-- Start DATASET CONTENT --
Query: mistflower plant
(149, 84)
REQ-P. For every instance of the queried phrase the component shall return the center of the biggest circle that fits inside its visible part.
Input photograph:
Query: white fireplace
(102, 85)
-- End DATASET CONTENT --
PROBLEM TO WORK ON — Rewrite every line of the records above, requests included, scaling each point coordinate in the answers by 2 and rounding to whole numbers, with halves rounded up.

FINISHED TASK —
Query: mistflower plant
(298, 168)
REQ-P. For every instance of the queried phrase the component shall return the center of the biggest circle that fits inside its visible part.
Input photograph:
Query: white fireplace
(204, 170)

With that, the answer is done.